▸ Task to carry out
Should a line below contain the word "wearing", report it.

▸ Dataset items
________________________________________
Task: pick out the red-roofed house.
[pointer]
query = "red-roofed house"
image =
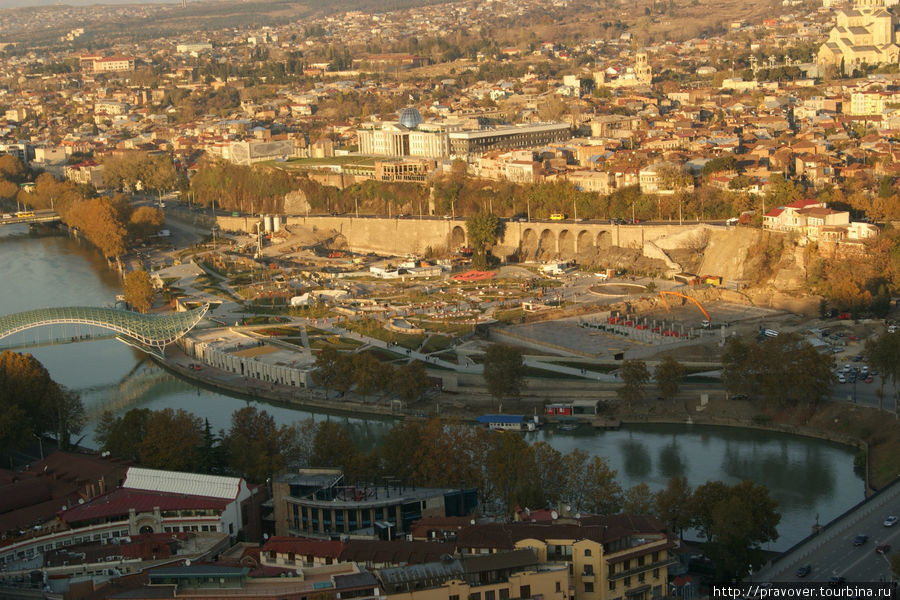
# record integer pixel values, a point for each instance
________________________________________
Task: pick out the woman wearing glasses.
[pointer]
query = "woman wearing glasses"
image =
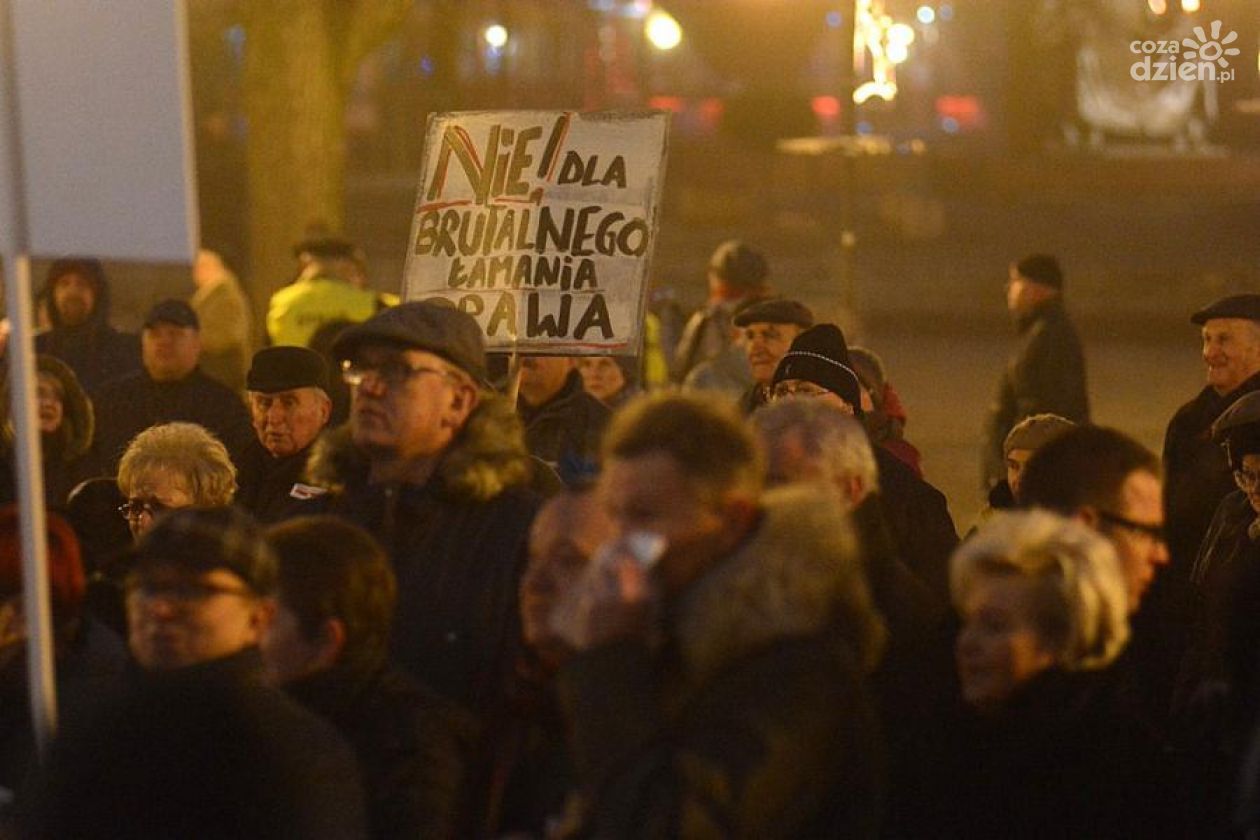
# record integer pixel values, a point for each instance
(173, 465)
________________________________________
▸ Solution to the problem
Task: pick out the woman wearing glasses.
query = "woman wearing glasses"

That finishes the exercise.